AIM OF THE TASK: Give back the line where "Task: put a point on every instance of the black" appears and all the lines after it until the listing ends, unchanged and with nothing else.

[Position identification records]
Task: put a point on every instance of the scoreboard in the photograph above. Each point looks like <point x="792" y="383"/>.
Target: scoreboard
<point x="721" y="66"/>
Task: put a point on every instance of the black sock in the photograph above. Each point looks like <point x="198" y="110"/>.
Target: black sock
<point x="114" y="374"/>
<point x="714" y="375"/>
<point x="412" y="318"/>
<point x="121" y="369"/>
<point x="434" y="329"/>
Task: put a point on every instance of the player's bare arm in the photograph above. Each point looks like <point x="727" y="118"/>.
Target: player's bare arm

COMPLETE RESPONSE:
Task: put a point on every instance of the black sock in the photograph above. Each point looks like <point x="198" y="110"/>.
Target: black sock
<point x="114" y="374"/>
<point x="714" y="375"/>
<point x="412" y="318"/>
<point x="121" y="369"/>
<point x="434" y="329"/>
Task: put a point on every instance of the player's bare arm in the photograph above. Each point looks like <point x="727" y="118"/>.
Target: player's bare arm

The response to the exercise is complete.